● PROMPT:
Make an exact copy of all the records that follow, apart from the pictures.

#####

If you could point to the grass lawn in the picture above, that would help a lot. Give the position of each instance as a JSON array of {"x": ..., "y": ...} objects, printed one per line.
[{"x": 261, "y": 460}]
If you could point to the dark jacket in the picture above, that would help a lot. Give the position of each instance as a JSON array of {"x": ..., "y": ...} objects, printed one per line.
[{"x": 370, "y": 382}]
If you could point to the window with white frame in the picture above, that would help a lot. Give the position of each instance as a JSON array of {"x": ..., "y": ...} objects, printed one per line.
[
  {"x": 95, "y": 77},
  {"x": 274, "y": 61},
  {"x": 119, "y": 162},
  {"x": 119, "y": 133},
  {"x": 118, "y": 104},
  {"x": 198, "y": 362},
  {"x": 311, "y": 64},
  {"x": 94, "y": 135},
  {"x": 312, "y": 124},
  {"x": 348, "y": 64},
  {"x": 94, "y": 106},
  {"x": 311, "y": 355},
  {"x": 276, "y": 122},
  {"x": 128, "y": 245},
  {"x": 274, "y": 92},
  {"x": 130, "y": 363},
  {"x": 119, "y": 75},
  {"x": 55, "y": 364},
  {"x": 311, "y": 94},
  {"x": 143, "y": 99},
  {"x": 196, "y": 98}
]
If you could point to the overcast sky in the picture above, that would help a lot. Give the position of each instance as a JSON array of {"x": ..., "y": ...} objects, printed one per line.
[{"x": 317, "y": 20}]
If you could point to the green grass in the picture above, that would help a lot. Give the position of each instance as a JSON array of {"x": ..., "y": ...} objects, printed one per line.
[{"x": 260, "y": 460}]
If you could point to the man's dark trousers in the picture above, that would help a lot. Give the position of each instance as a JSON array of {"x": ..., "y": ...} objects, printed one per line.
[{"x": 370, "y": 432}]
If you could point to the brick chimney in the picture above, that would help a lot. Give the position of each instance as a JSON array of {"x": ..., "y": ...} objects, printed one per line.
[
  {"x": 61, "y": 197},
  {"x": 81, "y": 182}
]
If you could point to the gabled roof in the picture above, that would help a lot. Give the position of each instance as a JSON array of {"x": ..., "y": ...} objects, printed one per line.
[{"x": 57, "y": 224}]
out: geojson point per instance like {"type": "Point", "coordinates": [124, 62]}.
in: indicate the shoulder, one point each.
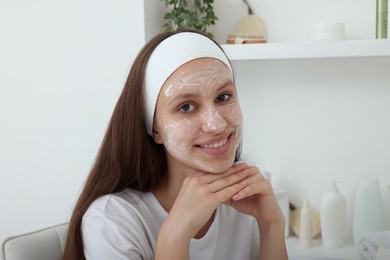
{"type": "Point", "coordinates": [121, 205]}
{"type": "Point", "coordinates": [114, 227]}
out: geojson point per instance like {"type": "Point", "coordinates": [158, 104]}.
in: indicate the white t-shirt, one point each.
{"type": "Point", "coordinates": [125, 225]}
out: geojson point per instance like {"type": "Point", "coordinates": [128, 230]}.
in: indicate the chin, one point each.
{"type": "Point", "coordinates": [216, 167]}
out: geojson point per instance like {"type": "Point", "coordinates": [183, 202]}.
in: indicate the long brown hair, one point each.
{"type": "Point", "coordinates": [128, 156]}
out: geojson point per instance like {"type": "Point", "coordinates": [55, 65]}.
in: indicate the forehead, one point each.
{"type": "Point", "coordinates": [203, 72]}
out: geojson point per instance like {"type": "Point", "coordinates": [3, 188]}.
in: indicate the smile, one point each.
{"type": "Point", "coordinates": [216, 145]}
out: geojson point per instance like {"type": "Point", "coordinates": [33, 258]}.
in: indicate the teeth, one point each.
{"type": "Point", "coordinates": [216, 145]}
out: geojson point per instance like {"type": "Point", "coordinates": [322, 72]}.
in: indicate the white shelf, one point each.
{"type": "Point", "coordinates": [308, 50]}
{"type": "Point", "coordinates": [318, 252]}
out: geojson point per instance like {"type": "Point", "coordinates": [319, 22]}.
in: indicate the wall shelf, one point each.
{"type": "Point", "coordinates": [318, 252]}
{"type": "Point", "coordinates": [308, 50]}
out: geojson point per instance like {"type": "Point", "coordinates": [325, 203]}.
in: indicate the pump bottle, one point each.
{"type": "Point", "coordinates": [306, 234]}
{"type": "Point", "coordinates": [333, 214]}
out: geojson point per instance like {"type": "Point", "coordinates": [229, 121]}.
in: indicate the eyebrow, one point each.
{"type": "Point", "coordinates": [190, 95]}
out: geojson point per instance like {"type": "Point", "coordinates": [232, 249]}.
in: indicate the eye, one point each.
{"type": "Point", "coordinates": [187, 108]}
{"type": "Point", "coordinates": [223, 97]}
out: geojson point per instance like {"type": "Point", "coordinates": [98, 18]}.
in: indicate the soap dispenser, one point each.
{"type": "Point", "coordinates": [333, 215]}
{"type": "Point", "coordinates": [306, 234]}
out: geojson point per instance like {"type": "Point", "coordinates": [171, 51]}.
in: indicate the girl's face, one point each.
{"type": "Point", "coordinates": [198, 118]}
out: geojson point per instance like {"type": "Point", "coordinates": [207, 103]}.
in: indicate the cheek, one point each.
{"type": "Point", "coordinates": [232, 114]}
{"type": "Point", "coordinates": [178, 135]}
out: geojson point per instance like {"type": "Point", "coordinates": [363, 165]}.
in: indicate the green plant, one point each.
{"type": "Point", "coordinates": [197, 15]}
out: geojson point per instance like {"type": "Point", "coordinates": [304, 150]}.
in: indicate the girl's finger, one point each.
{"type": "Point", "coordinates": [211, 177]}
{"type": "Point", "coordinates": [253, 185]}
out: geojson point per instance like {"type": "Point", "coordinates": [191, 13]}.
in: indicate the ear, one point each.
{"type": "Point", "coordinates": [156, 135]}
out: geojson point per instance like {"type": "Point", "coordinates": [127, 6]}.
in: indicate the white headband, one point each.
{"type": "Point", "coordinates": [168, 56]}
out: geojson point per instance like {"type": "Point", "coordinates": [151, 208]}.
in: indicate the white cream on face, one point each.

#####

● SOLUTION TO THIS PROBLEM:
If you could point to the grass lawn in the picture above, that would help a lot. Give the position of each instance as a JSON array of {"x": ..., "y": ...} objects, printed one per line.
[{"x": 261, "y": 460}]
If you could point to the dark jacket in the picture above, that would help a lot. Give the position of each instance as a JSON array of {"x": ..., "y": ...} objects, printed one per line.
[{"x": 370, "y": 382}]
If you could point to the window with white frame in the picture above, that would help a lot. Give the position of each instance as a JSON array of {"x": ..., "y": ...} objects, printed one per line.
[
  {"x": 95, "y": 77},
  {"x": 274, "y": 61},
  {"x": 119, "y": 162},
  {"x": 119, "y": 133},
  {"x": 118, "y": 104},
  {"x": 198, "y": 362},
  {"x": 311, "y": 64},
  {"x": 94, "y": 135},
  {"x": 312, "y": 124},
  {"x": 348, "y": 64},
  {"x": 94, "y": 106},
  {"x": 311, "y": 355},
  {"x": 276, "y": 122},
  {"x": 128, "y": 245},
  {"x": 274, "y": 92},
  {"x": 130, "y": 363},
  {"x": 119, "y": 75},
  {"x": 55, "y": 364},
  {"x": 311, "y": 94},
  {"x": 143, "y": 99},
  {"x": 196, "y": 98}
]
If you could point to the overcast sky in the picture above, that would help a lot. Give the position of each instance as a JSON array of {"x": ..., "y": ...} objects, printed one per line.
[{"x": 317, "y": 20}]
If you could point to the green grass in the picture above, that would help a lot. Give the position of each instance as a JSON array of {"x": ..., "y": ...} objects, printed one per line.
[{"x": 260, "y": 460}]
If you could point to the man's dark trousers in the picture above, that would help a lot. Give the position of each instance as a JSON array of {"x": ..., "y": ...} objects, printed one per line.
[{"x": 370, "y": 432}]
If you could point to the brick chimney in the picture above, that would help a lot. Give the position of each instance as a JSON array of {"x": ..., "y": ...} objects, printed one per line.
[
  {"x": 61, "y": 197},
  {"x": 81, "y": 182}
]
If you could point to the gabled roof in the picture above, that would help a lot. Give the position of each instance as a JSON array of {"x": ..., "y": ...} objects, printed one per line.
[{"x": 57, "y": 224}]
out: geojson point per instance like {"type": "Point", "coordinates": [124, 62]}.
in: indicate the shoulder, one point each.
{"type": "Point", "coordinates": [121, 205]}
{"type": "Point", "coordinates": [114, 227]}
out: geojson point per instance like {"type": "Point", "coordinates": [158, 104]}.
in: indicate the white t-shirt, one point each.
{"type": "Point", "coordinates": [125, 225]}
out: geojson point per instance like {"type": "Point", "coordinates": [128, 230]}.
in: indicate the chin, one point each.
{"type": "Point", "coordinates": [216, 167]}
out: geojson point per instance like {"type": "Point", "coordinates": [183, 202]}.
in: indicate the long brown hair, one point each.
{"type": "Point", "coordinates": [128, 156]}
out: geojson point per instance like {"type": "Point", "coordinates": [55, 65]}.
in: indicate the forehead, one point each.
{"type": "Point", "coordinates": [203, 72]}
out: geojson point per instance like {"type": "Point", "coordinates": [3, 188]}.
in: indicate the smile, one point each.
{"type": "Point", "coordinates": [216, 145]}
out: geojson point per instance like {"type": "Point", "coordinates": [33, 258]}.
in: indicate the teeth, one point each.
{"type": "Point", "coordinates": [216, 145]}
out: geojson point per instance like {"type": "Point", "coordinates": [322, 72]}.
in: indicate the white shelf, one point each.
{"type": "Point", "coordinates": [308, 50]}
{"type": "Point", "coordinates": [318, 252]}
out: geojson point per instance like {"type": "Point", "coordinates": [319, 22]}.
in: indicate the wall shelf, one point each.
{"type": "Point", "coordinates": [318, 252]}
{"type": "Point", "coordinates": [308, 50]}
out: geojson point per instance like {"type": "Point", "coordinates": [325, 203]}.
in: indicate the pump bottle, one point each.
{"type": "Point", "coordinates": [306, 234]}
{"type": "Point", "coordinates": [333, 214]}
out: geojson point per instance like {"type": "Point", "coordinates": [229, 121]}.
in: indicate the eyebrow, one point each.
{"type": "Point", "coordinates": [190, 95]}
out: geojson point per instance like {"type": "Point", "coordinates": [232, 249]}.
in: indicate the eye, one point each.
{"type": "Point", "coordinates": [187, 108]}
{"type": "Point", "coordinates": [223, 97]}
out: geojson point per instance like {"type": "Point", "coordinates": [98, 18]}.
in: indicate the soap dispenser, one point each.
{"type": "Point", "coordinates": [333, 215]}
{"type": "Point", "coordinates": [306, 234]}
out: geojson point per instance like {"type": "Point", "coordinates": [171, 51]}.
in: indicate the girl's face, one point each.
{"type": "Point", "coordinates": [198, 118]}
out: geojson point per instance like {"type": "Point", "coordinates": [207, 103]}.
in: indicate the cheek, one point each.
{"type": "Point", "coordinates": [232, 114]}
{"type": "Point", "coordinates": [178, 135]}
out: geojson point per instance like {"type": "Point", "coordinates": [363, 165]}.
in: indicate the green plant, one point each.
{"type": "Point", "coordinates": [197, 15]}
out: geojson point per instance like {"type": "Point", "coordinates": [304, 150]}.
in: indicate the girl's finger, one point each.
{"type": "Point", "coordinates": [211, 177]}
{"type": "Point", "coordinates": [253, 185]}
out: geojson point per instance like {"type": "Point", "coordinates": [191, 13]}.
in: indicate the ear, one point each.
{"type": "Point", "coordinates": [156, 135]}
out: geojson point per instance like {"type": "Point", "coordinates": [127, 6]}.
in: indicate the white headband, one point each.
{"type": "Point", "coordinates": [168, 56]}
out: geojson point per instance like {"type": "Point", "coordinates": [151, 208]}.
in: indicate the white cream on face, one point each.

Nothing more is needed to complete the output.